WHAT YOU SHOULD DO:
The lines below, all of them, should be returned exactly as they appear.

DATA RECORDS:
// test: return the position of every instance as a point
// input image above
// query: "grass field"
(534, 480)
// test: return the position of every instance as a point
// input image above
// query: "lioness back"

EXERCISE OUTPUT:
// test: return the position of every instance as a point
// input image above
// query: "grass field"
(534, 480)
// test: return the position of every instance as a point
// input image above
// query: "lioness back"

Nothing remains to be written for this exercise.